**Work to be completed**
Copy out the final stretch of the listing: the line that contains "of the sunset" and all lines after it, exactly as they appear.

**Extracted data**
──────
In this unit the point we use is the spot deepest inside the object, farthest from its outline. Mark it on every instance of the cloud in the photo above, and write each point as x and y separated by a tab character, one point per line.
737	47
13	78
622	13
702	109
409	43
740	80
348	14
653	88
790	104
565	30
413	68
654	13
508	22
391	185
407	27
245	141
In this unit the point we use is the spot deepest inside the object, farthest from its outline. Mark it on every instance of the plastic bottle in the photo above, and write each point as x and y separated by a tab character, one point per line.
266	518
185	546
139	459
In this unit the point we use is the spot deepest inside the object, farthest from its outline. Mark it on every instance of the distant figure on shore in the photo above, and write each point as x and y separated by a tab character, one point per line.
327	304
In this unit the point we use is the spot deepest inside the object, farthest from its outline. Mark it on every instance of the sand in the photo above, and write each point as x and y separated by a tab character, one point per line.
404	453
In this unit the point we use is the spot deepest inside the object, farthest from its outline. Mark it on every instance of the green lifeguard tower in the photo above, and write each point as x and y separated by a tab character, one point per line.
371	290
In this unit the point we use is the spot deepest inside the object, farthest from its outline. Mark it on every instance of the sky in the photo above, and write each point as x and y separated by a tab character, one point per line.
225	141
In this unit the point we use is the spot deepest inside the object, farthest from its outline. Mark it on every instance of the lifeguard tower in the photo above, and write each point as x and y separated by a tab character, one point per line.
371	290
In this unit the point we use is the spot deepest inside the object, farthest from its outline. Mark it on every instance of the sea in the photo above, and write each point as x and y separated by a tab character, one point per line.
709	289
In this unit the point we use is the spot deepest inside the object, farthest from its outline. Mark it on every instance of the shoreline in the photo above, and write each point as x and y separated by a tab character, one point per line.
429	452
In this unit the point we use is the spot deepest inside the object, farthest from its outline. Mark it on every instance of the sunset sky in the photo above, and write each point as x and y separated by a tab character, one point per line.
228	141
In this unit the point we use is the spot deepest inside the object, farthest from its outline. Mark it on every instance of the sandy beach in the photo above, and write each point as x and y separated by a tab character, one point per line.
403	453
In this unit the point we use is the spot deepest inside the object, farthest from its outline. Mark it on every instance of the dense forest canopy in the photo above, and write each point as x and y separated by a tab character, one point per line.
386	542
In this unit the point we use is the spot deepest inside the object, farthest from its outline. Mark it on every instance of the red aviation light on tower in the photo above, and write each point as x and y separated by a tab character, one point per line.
──────
**Full output**
In this unit the point we use is the spot deepest inside the object, farthest from its outline. Mark it on every instance of the sunset sky in the photo above, and write each point as x and y separated by a tab character, one point per line.
228	141
In this unit the point we use is the spot deepest inside the object, farthest from its outline. Mark it on every instance of the sandy beach in the photo above, and write each point as x and y separated by a tab character, one point per line.
403	453
In this unit the point we use is the spot deepest inside the object, farthest from its outline. Mark it on every instance of the dense forest canopy in the photo above, and write each point as x and y separated by a tab character, one point per line.
386	542
In this unit the point we use is the spot deepest inside the object, farthest from its outline. Mark it on every instance of the red aviation light on tower in the photo above, and write each point as x and y separated by a tab character, one point per line.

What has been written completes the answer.